-------- Stored data --------

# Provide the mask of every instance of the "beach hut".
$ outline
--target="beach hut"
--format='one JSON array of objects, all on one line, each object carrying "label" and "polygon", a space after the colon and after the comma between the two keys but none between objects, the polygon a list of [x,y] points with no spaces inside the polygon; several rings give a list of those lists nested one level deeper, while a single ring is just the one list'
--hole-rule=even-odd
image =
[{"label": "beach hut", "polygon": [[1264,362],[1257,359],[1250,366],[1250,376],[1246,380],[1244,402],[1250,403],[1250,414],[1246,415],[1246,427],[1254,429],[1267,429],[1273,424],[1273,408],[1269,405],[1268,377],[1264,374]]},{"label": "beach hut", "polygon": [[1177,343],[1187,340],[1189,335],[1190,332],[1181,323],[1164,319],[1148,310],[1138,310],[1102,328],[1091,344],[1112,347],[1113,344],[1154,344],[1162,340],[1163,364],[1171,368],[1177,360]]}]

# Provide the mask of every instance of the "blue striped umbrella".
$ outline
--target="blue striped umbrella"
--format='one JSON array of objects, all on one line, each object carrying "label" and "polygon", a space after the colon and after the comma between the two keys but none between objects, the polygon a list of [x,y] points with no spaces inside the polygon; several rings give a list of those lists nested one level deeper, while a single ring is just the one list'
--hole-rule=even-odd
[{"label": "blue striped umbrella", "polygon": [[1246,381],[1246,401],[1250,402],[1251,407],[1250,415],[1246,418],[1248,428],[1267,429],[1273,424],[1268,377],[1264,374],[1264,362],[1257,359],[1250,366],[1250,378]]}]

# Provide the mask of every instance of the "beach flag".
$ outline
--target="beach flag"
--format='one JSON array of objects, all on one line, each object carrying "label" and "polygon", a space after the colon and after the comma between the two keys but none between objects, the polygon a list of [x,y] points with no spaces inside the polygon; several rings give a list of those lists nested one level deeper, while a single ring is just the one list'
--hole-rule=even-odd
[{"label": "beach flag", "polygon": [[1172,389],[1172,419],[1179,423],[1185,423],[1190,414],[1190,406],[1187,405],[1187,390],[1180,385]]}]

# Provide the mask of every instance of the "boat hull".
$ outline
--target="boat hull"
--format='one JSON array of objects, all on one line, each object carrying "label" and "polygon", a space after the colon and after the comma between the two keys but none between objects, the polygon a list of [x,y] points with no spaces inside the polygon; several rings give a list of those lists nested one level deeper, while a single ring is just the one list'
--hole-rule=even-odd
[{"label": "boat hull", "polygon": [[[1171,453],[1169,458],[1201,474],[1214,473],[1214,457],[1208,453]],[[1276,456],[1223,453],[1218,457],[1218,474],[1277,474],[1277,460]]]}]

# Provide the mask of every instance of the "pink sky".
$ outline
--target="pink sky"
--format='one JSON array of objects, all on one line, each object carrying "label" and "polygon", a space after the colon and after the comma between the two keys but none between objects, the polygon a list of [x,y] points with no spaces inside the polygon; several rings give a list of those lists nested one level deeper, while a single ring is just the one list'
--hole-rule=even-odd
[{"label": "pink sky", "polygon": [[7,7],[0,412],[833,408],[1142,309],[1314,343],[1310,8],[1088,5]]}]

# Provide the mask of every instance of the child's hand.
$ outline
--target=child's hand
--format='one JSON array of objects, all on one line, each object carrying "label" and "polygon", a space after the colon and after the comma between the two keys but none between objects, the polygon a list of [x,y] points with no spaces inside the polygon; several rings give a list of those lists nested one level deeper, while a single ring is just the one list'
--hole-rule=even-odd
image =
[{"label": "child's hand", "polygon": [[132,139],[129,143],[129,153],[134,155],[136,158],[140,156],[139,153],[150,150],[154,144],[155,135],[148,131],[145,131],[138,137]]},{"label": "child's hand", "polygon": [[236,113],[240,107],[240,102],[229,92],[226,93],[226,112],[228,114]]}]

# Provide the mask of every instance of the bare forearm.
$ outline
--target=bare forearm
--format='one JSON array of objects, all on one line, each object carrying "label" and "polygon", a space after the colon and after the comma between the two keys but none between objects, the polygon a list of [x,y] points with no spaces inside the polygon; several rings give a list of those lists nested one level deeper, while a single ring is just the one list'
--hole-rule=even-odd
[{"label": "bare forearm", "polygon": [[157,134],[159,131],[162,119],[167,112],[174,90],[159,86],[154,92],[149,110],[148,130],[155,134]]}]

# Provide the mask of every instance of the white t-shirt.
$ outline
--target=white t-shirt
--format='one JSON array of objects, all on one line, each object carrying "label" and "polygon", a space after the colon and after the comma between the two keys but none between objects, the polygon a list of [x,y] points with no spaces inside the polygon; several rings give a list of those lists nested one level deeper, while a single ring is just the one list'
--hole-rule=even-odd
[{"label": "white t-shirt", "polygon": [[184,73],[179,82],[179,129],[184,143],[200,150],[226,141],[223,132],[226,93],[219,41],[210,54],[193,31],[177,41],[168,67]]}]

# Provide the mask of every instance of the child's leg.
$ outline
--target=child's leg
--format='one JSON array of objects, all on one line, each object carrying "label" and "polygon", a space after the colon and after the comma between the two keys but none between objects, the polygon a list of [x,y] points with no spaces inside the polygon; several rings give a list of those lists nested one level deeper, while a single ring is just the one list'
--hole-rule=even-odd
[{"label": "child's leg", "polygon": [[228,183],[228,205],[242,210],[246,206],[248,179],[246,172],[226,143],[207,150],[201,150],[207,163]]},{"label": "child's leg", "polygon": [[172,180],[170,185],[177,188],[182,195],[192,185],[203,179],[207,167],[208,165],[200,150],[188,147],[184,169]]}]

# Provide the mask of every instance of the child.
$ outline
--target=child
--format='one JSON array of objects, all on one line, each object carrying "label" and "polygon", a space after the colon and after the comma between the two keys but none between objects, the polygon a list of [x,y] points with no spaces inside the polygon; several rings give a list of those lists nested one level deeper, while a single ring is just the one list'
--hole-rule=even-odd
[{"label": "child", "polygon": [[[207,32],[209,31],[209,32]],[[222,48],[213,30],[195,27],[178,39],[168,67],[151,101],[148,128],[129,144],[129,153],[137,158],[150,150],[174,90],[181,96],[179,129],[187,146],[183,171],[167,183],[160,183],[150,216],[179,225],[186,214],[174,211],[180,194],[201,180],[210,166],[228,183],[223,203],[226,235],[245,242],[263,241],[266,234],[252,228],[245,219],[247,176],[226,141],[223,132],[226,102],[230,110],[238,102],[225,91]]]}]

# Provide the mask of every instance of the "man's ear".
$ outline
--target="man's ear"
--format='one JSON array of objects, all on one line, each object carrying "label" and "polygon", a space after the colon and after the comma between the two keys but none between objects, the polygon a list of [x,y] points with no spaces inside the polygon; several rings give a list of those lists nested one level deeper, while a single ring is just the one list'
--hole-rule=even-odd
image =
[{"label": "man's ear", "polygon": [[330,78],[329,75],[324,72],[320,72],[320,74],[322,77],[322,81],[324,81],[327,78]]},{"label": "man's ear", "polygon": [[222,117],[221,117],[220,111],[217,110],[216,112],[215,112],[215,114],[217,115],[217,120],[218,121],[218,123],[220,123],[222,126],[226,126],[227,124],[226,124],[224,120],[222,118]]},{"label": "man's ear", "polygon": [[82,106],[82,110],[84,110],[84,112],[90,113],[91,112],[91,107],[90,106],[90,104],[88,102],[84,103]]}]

--------

■ **Written exercise**
Show the data once more, exactly as it was written.

■ **Output of the exercise**
# Provide the mask of every instance of the "beach hut".
$ outline
--target="beach hut"
--format='one JSON array of objects, all on one line, each object carrying "label" and "polygon", a space after the colon and after the comma between the two keys but none between objects, the polygon a list of [x,y] points with no spaces inside the polygon; several rings give a list of those lists nested one level deeper, while a single ring is just the one list'
--hole-rule=even-odd
image =
[{"label": "beach hut", "polygon": [[1264,362],[1257,359],[1250,366],[1250,376],[1246,380],[1244,402],[1250,403],[1250,414],[1246,415],[1246,427],[1254,429],[1267,429],[1273,424],[1273,408],[1269,405],[1268,377],[1264,374]]},{"label": "beach hut", "polygon": [[1177,343],[1187,340],[1189,335],[1190,332],[1181,323],[1164,319],[1148,310],[1138,310],[1102,328],[1091,344],[1112,347],[1113,344],[1154,344],[1162,340],[1163,364],[1171,368],[1177,360]]}]

# Provide the mask of every instance of the "blue striped umbrella".
$ outline
--target="blue striped umbrella"
--format='one JSON array of objects, all on one line, each object carrying "label" and "polygon", a space after the colon and after the comma between the two keys but none between objects, the polygon a list of [x,y] points with no spaces inside the polygon; several rings give a list of those lists nested one level deeper, while a single ring is just the one list'
--hole-rule=even-odd
[{"label": "blue striped umbrella", "polygon": [[1246,381],[1246,401],[1250,402],[1251,407],[1250,415],[1246,418],[1248,428],[1267,429],[1273,424],[1268,377],[1264,374],[1264,362],[1257,359],[1250,366],[1250,378]]}]

# Provide the mask of every instance of the "beach flag".
$ outline
--target="beach flag"
--format='one JSON array of objects, all on one line, each object carrying "label" and "polygon", a space after the colon and after the comma between the two keys but none between objects, the polygon a list of [x,y] points with no spaces inside the polygon; several rings give a list of those lists nested one level deeper, while a single ring is just the one list'
--hole-rule=even-odd
[{"label": "beach flag", "polygon": [[1172,389],[1172,419],[1179,423],[1185,423],[1190,414],[1190,406],[1187,405],[1187,390],[1180,385]]}]

# Provide the mask of every instance of the "boat hull".
$ outline
--target="boat hull"
--format='one JSON array of objects, all on one line, each object carrying "label" and "polygon", a space after the colon and after the comma between the two keys but none between objects, the polygon a list of [x,y] points with no spaces inside the polygon; several rings give a list of those lists nested one level deeper, while a single ring is just the one list'
--hole-rule=even-odd
[{"label": "boat hull", "polygon": [[[1171,453],[1169,458],[1201,474],[1214,473],[1214,457],[1208,453]],[[1276,456],[1223,453],[1218,457],[1218,474],[1277,474],[1277,460]]]}]

# Provide the mask of every instance of the "pink sky".
$ outline
--target="pink sky"
--format='one JSON array of objects, all on one line, each object carrying "label" and "polygon", a space after the colon and after the comma between the two keys but none between objects, the polygon a list of [x,y] points with no spaces inside the polygon; several rings give a list of those lists nested one level deeper, while a single ring is just the one list'
--hole-rule=even-odd
[{"label": "pink sky", "polygon": [[7,7],[0,412],[833,408],[1142,309],[1314,343],[1310,8],[1088,5]]}]

# Provide the mask of every instance of the child's hand.
$ outline
--target=child's hand
--format='one JSON array of objects, all on one line, each object carrying "label" and "polygon", a space after the colon and after the comma between the two keys but none between objects, the polygon a list of [x,y] points with no spaces inside the polygon; several rings give a list of those lists nested one level deeper, while a single ring is just the one list'
--hole-rule=even-odd
image =
[{"label": "child's hand", "polygon": [[132,139],[129,143],[129,153],[134,155],[136,158],[140,156],[139,153],[150,150],[154,144],[155,135],[148,131],[145,131],[138,137]]},{"label": "child's hand", "polygon": [[236,113],[240,107],[240,102],[229,92],[226,93],[226,112],[228,114]]}]

# Provide the mask of every instance of the bare forearm.
$ outline
--target=bare forearm
--format='one JSON array of objects, all on one line, each object carrying "label" and "polygon", a space after the colon and after the comma between the two keys but none between objects, the polygon a list of [x,y] points with no spaces inside the polygon; several rings give a list of those lists nested one level deeper, while a single ring is just the one list'
--hole-rule=even-odd
[{"label": "bare forearm", "polygon": [[157,134],[159,131],[162,119],[167,112],[174,90],[159,86],[154,92],[149,110],[148,130],[155,134]]}]

# Provide the mask of every instance of the white t-shirt.
$ outline
--target=white t-shirt
--format='one JSON array of objects, all on one line, each object carrying "label" and "polygon", a space after the colon and after the comma between the two keys but none between objects, the polygon a list of [x,y] points with no spaces inside the polygon; several rings give a list of those lists nested one level deeper, while a single ring is just the one list'
--hole-rule=even-odd
[{"label": "white t-shirt", "polygon": [[184,73],[179,82],[179,129],[184,143],[200,150],[226,141],[223,132],[226,93],[219,41],[210,54],[193,31],[177,41],[168,67]]}]

# Provide the mask of every instance of the child's leg.
$ outline
--target=child's leg
--format='one JSON array of objects, all on one line, each object carrying "label" and "polygon", a space after the colon and after the comma between the two keys but none between objects, the polygon a list of [x,y] points with no spaces inside the polygon; several rings give a list of those lists nested one level deeper, while a single ring is just the one list'
--hole-rule=even-odd
[{"label": "child's leg", "polygon": [[228,183],[228,205],[242,210],[246,206],[248,179],[246,172],[226,143],[207,150],[201,150],[207,163]]},{"label": "child's leg", "polygon": [[172,180],[170,185],[177,188],[182,195],[192,185],[203,179],[207,167],[208,165],[200,150],[188,147],[184,169]]}]

# Provide the mask of every instance of the child.
$ outline
--target=child
--format='one JSON array of objects, all on one line, each object carrying "label" and "polygon", a space after the colon and after the comma between the two keys but none between objects, the polygon a list of [x,y] points with no spaces inside the polygon; several rings give a list of those lists nested one level deeper, while a single ring is just the one list'
--hole-rule=even-odd
[{"label": "child", "polygon": [[[207,32],[209,31],[209,32]],[[222,48],[213,30],[195,27],[178,39],[168,67],[151,101],[148,128],[129,144],[129,153],[137,158],[150,150],[174,90],[181,96],[179,129],[187,146],[183,171],[167,183],[160,183],[150,216],[179,225],[186,214],[174,211],[180,194],[201,180],[210,166],[228,183],[223,203],[226,235],[245,242],[263,241],[266,234],[252,228],[245,219],[247,176],[226,141],[223,132],[226,102],[230,110],[238,102],[225,91]]]}]

# Provide the mask of every instance of the "man's ear".
$ outline
--target="man's ear"
--format='one JSON array of objects, all on one line, each object carrying "label" and "polygon", a space after the colon and after the comma between the two keys but none between objects, the polygon a list of [x,y] points with no spaces inside the polygon; several rings give a list of those lists nested one level deeper, while a single ring is just the one list'
--hole-rule=even-odd
image =
[{"label": "man's ear", "polygon": [[330,78],[329,75],[324,72],[320,72],[320,74],[322,77],[322,81],[324,81],[327,78]]},{"label": "man's ear", "polygon": [[222,117],[221,117],[220,111],[217,110],[216,112],[215,112],[215,114],[217,115],[217,120],[218,121],[218,123],[220,123],[222,126],[226,126],[227,124],[226,124],[224,120],[222,118]]},{"label": "man's ear", "polygon": [[82,106],[82,110],[84,110],[84,112],[90,113],[91,112],[91,107],[90,106],[90,104],[88,102],[84,103]]}]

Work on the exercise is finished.